THE TASK: In full and without alteration, print the records below, minus any images.

DATA FOR PROCESSING:
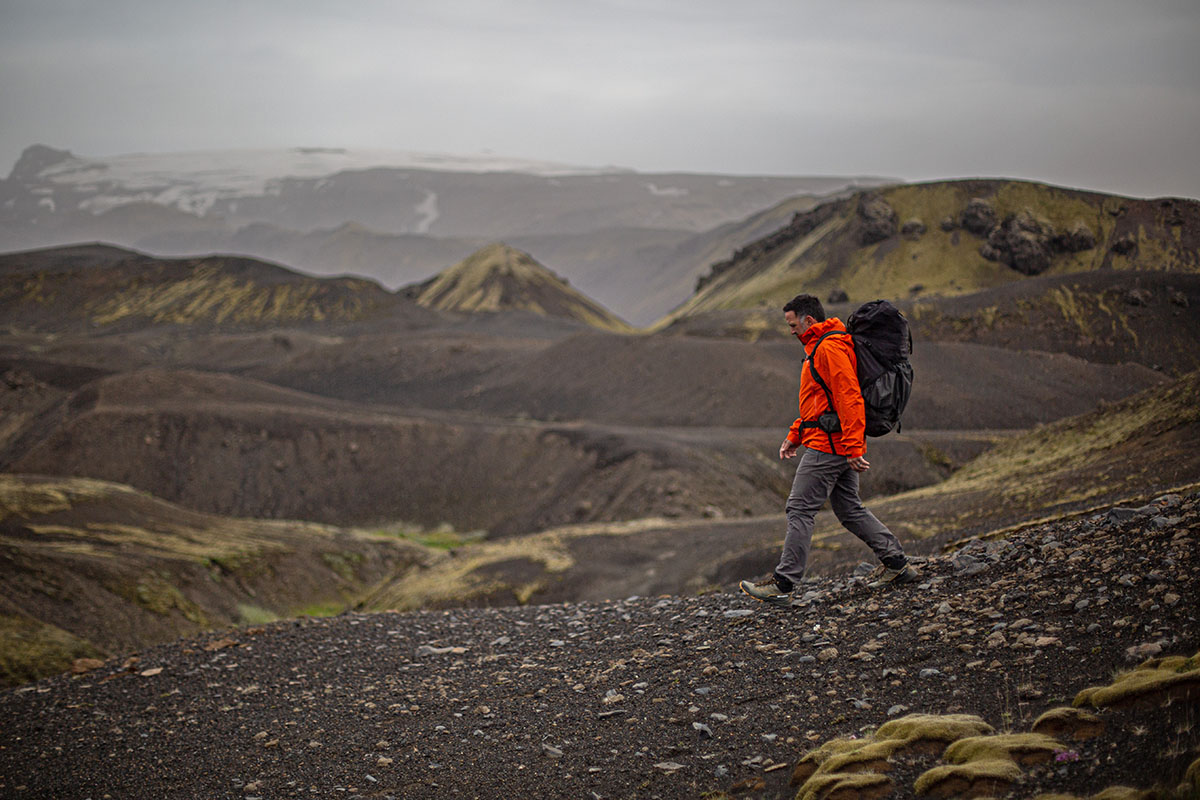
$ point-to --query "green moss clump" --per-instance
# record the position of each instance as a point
(969, 780)
(917, 728)
(870, 757)
(856, 786)
(1171, 677)
(30, 649)
(1018, 747)
(157, 595)
(1122, 793)
(1077, 722)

OUTPUT OF THE EXERCISE:
$ point-to --query "green moss clump" --per-instance
# record the position of each instance as a point
(969, 780)
(917, 728)
(870, 757)
(856, 786)
(1171, 677)
(30, 649)
(1018, 747)
(157, 595)
(1122, 793)
(1077, 722)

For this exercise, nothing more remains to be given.